HOW TO COMPLETE THIS TASK:
Nothing but the lines from the one with "Locate every instance of the dog's nose" through the end of the records below should be written out, and each must match word for word.

RECORDS FOR PROCESSING:
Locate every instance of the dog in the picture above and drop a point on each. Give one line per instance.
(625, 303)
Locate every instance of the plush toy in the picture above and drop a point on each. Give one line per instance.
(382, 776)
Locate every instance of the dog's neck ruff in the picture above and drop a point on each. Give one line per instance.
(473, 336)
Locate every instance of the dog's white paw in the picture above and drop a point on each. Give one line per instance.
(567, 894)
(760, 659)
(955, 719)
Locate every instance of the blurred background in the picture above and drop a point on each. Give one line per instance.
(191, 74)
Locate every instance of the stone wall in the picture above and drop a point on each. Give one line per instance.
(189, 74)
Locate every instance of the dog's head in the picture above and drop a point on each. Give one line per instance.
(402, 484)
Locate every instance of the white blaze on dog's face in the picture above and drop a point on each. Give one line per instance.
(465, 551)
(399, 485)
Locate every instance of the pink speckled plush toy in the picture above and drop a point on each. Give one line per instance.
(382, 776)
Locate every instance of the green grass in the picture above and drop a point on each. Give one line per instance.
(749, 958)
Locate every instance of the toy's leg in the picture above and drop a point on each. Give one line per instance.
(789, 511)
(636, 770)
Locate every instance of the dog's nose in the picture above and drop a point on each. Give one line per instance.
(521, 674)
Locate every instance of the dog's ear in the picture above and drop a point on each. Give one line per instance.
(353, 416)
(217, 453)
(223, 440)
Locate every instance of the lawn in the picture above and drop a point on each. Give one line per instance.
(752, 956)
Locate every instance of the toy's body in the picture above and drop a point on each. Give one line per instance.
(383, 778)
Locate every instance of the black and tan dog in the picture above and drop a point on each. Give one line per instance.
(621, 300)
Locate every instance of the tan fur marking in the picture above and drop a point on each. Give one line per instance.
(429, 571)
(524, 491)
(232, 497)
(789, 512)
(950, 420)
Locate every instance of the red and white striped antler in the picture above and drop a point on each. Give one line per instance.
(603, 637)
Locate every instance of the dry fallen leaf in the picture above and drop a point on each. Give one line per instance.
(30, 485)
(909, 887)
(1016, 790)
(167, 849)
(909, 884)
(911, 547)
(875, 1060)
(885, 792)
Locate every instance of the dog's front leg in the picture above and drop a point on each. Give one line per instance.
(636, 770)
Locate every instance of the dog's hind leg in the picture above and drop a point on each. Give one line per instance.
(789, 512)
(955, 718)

ANSWER SECTION:
Locate every instance of the dog's nose in the picture above and drop a point on each. Give one line per instance.
(521, 674)
Locate every instance of the dog's ear in the picture above and drop a point on each. Give one line per instance.
(353, 416)
(217, 453)
(223, 440)
Locate every instance of the lawn in the picture above and drop a point on each. Give one line per instance.
(752, 956)
Locate every instance of the toy's body in the picture above and drop a point on each. Give one line per instance.
(383, 778)
Locate every instance of the black and tan dog in the picture above and drop a point on each. Give one line per instance.
(621, 300)
Locate every instance of the tan fur marking in the picture above and drop a point on each. Give one line per instance.
(429, 571)
(524, 491)
(232, 497)
(789, 512)
(950, 420)
Locate every instance of the red and white striped antler in the picture above and drop a point on each. Give one line per instance.
(603, 637)
Locate every instance of the dry fallen leaf in the picture above and drop a point on each. Give one line per instance.
(30, 485)
(909, 887)
(1016, 790)
(167, 849)
(909, 884)
(911, 547)
(875, 1060)
(885, 792)
Locate every instance of the dog's front leg in the picture above and drop a point on each. Give one line per instance.
(636, 770)
Locate every instance of the dog's hind leg in the picture above and drop a point on each. Give one line per instance.
(789, 512)
(955, 718)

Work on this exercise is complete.